Schriftliche Anfrage 1
Welchen Anteil der Männer nennt der Ausgangstext für das Jahr 2003 bei vollzeitnaher Teilzeit?

Ausgangstext

◆ ◆ ◆

Während sich für Vollzeitbeschäftigte eine Zunahme von langen und überlangen Arbeitszeiten feststellen lässt, hat sich zugleich auch der Anteil der Männer in Teilzeit stark erhöht:
- Besonders die vollzeitnahe Teilzeit mit 32 bis 35 Wochenstunden gewinnt unter Männern an Bedeutung (2): Im Zusammenhang mit Tarifabschlüssen zur Einführung der 35-Stunden-Woche ist der Anteil der Männer in dieser Arbeitszeitgruppe seit Mitte der 1990er Jahre sprunghaft und auch danach bis Anfang der 2000er Jahre angestiegen. 1991 war nicht einmal 1 Prozent der Männer in diesem Umfang tätig, 2003 waren es dagegen schon fast 9 Prozent. Danach nahm die Verbreitung vollzeitnaher Teilzeit leicht ab und erst seit 2012 steigt ihr Anteil erneut: Im Jahr 2020 liegt er bei knapp 7 Prozent.

◆ ◆ ◆

Bereitgestellte Einträge
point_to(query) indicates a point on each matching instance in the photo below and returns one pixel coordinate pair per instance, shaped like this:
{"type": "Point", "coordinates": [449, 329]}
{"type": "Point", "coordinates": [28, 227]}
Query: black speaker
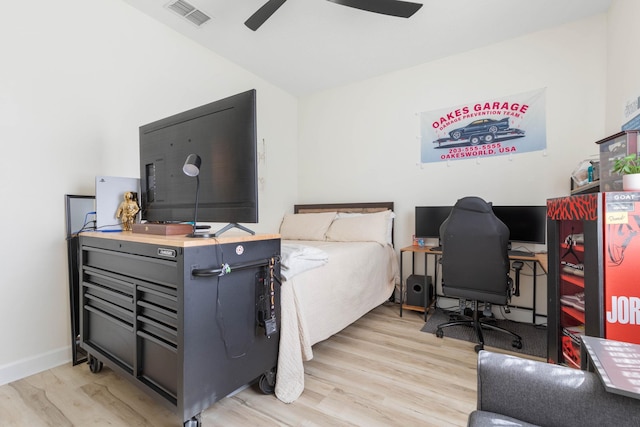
{"type": "Point", "coordinates": [416, 290]}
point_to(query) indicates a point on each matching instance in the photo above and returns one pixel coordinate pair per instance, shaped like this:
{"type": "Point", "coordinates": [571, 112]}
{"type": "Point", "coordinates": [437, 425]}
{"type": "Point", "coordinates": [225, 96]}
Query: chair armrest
{"type": "Point", "coordinates": [549, 395]}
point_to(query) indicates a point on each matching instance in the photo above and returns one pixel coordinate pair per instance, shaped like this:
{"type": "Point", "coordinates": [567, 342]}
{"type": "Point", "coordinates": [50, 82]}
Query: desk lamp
{"type": "Point", "coordinates": [192, 168]}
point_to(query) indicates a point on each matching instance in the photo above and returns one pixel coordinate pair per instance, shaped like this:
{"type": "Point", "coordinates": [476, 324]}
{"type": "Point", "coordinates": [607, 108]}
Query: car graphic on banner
{"type": "Point", "coordinates": [480, 126]}
{"type": "Point", "coordinates": [483, 131]}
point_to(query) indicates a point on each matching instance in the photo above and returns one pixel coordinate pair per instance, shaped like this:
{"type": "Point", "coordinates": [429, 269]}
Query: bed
{"type": "Point", "coordinates": [351, 268]}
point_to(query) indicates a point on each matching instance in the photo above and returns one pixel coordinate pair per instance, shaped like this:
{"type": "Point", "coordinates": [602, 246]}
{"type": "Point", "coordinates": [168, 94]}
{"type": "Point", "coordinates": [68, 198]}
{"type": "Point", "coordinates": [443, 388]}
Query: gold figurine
{"type": "Point", "coordinates": [127, 211]}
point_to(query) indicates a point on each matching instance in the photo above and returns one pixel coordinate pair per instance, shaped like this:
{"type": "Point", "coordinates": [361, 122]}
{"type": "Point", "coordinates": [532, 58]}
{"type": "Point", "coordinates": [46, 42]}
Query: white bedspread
{"type": "Point", "coordinates": [298, 258]}
{"type": "Point", "coordinates": [320, 302]}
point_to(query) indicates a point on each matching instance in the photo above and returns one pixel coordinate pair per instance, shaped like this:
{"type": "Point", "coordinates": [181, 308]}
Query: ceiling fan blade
{"type": "Point", "coordinates": [402, 9]}
{"type": "Point", "coordinates": [264, 13]}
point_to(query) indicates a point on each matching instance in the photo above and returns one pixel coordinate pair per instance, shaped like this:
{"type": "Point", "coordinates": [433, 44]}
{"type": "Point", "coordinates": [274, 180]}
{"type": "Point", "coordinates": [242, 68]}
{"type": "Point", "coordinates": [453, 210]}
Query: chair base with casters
{"type": "Point", "coordinates": [477, 324]}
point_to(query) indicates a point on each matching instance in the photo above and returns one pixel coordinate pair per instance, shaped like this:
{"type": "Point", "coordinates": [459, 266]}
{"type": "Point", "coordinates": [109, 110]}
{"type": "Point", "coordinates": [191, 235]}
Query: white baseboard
{"type": "Point", "coordinates": [32, 365]}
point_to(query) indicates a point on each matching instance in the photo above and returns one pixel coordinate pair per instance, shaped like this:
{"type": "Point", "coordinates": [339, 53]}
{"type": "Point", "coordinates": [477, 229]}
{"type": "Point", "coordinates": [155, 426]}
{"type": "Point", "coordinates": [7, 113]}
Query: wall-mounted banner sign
{"type": "Point", "coordinates": [508, 125]}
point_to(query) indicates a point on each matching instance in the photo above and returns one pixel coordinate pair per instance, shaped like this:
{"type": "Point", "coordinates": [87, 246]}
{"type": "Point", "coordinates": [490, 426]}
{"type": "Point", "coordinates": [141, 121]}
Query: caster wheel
{"type": "Point", "coordinates": [265, 386]}
{"type": "Point", "coordinates": [195, 421]}
{"type": "Point", "coordinates": [95, 365]}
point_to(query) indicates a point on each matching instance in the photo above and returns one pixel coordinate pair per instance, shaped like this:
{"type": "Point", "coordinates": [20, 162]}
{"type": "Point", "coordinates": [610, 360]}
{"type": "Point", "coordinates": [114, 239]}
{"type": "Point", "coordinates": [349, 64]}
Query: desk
{"type": "Point", "coordinates": [539, 258]}
{"type": "Point", "coordinates": [617, 363]}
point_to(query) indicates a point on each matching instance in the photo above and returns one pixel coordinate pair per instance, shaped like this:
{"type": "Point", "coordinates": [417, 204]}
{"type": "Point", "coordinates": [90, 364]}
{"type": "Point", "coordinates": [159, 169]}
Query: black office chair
{"type": "Point", "coordinates": [475, 264]}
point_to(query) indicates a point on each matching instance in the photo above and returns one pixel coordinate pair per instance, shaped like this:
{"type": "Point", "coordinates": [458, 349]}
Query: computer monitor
{"type": "Point", "coordinates": [428, 220]}
{"type": "Point", "coordinates": [527, 224]}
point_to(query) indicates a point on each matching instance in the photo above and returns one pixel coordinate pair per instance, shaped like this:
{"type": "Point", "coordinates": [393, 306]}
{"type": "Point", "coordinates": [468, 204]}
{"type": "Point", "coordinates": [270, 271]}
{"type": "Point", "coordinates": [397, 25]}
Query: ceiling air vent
{"type": "Point", "coordinates": [189, 12]}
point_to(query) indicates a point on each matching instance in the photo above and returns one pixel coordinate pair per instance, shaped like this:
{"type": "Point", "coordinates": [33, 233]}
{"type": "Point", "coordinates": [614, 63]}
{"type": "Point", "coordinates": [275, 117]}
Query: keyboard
{"type": "Point", "coordinates": [521, 253]}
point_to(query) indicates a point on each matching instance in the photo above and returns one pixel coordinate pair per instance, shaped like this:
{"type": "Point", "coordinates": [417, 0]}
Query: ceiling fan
{"type": "Point", "coordinates": [398, 8]}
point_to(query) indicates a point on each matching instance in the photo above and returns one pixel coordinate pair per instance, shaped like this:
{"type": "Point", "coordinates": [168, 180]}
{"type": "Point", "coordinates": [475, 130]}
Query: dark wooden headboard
{"type": "Point", "coordinates": [344, 207]}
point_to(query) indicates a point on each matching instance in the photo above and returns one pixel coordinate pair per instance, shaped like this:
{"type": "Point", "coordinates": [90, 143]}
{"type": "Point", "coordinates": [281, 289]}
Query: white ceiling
{"type": "Point", "coordinates": [310, 45]}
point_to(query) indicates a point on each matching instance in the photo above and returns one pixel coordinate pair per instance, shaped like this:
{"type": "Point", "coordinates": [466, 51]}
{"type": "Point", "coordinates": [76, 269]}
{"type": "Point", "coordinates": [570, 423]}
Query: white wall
{"type": "Point", "coordinates": [360, 142]}
{"type": "Point", "coordinates": [77, 80]}
{"type": "Point", "coordinates": [623, 62]}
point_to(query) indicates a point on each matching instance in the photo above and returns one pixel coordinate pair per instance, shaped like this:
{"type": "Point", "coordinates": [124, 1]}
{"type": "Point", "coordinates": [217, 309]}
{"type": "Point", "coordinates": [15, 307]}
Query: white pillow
{"type": "Point", "coordinates": [373, 227]}
{"type": "Point", "coordinates": [311, 226]}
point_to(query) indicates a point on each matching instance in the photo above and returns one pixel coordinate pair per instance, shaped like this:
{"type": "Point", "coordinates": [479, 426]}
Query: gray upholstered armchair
{"type": "Point", "coordinates": [513, 391]}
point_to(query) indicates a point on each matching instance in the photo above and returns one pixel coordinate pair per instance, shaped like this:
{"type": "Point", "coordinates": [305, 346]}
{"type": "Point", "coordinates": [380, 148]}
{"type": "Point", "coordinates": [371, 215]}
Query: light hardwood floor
{"type": "Point", "coordinates": [380, 371]}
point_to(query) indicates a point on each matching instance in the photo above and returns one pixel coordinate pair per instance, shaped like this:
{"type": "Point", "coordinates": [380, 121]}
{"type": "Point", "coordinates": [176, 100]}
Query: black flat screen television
{"type": "Point", "coordinates": [223, 134]}
{"type": "Point", "coordinates": [527, 224]}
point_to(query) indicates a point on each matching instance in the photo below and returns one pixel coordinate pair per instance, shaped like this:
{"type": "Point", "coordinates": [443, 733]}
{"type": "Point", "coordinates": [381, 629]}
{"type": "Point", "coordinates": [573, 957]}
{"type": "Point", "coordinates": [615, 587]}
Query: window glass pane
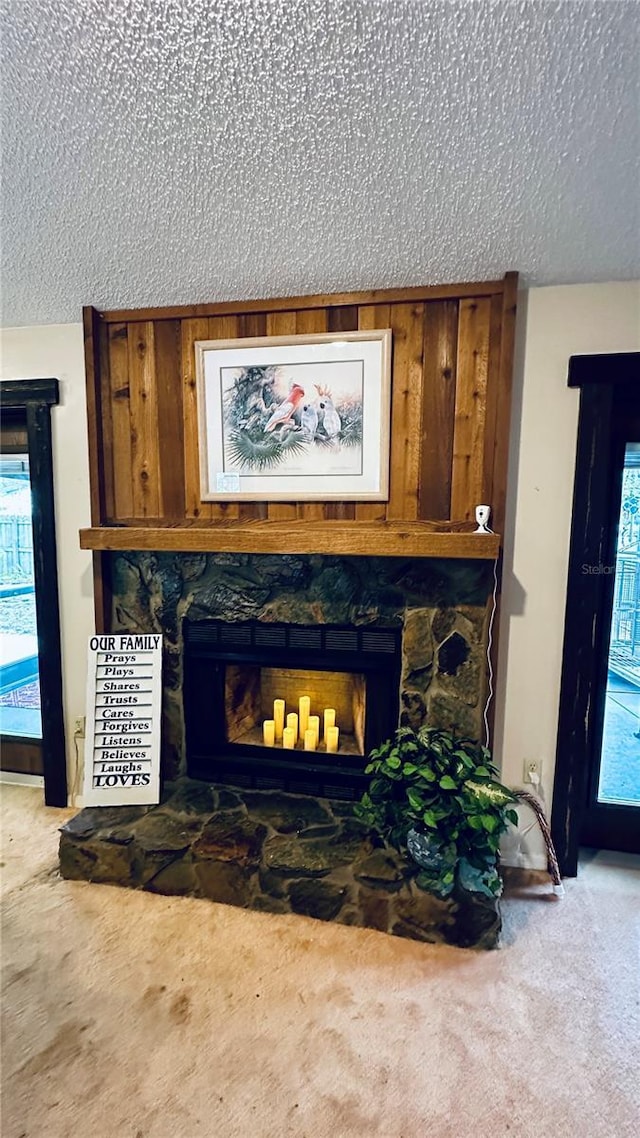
{"type": "Point", "coordinates": [19, 690]}
{"type": "Point", "coordinates": [620, 765]}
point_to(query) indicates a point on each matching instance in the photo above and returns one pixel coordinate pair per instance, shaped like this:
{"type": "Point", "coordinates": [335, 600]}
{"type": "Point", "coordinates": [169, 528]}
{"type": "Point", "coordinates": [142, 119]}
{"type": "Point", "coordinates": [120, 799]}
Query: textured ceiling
{"type": "Point", "coordinates": [161, 151]}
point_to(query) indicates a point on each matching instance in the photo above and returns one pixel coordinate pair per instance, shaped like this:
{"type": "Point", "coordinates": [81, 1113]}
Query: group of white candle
{"type": "Point", "coordinates": [301, 725]}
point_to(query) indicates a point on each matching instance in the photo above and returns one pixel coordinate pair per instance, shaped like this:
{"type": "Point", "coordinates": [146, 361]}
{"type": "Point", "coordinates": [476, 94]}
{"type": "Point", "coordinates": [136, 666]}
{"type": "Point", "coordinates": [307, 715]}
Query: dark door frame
{"type": "Point", "coordinates": [606, 384]}
{"type": "Point", "coordinates": [35, 397]}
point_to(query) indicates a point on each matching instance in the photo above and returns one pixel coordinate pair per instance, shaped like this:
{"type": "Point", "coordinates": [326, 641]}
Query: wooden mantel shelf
{"type": "Point", "coordinates": [354, 538]}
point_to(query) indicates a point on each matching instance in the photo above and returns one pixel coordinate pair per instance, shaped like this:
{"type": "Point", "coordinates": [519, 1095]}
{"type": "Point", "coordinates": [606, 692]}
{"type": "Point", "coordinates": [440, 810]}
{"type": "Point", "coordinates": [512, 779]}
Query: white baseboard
{"type": "Point", "coordinates": [524, 860]}
{"type": "Point", "coordinates": [16, 780]}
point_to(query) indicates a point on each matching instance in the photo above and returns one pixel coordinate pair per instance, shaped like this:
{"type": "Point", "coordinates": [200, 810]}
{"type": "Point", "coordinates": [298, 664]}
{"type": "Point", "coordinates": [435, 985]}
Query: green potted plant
{"type": "Point", "coordinates": [434, 797]}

◆ ◆ ◆

Schriftliche Anfrage 2
Suchen Sie in den Einträgen jede Zeile heraus, die die Zeichenfolge "black" enthält, und geben Sie diese Zeilen unverändert wieder. Groß- und Kleinschreibung ist dabei zu beachten.

Endergebnis 1
Fast 9 Prozent.

Endergebnis 2
Query: black speaker
Query: black office chair
Query: black flat screen television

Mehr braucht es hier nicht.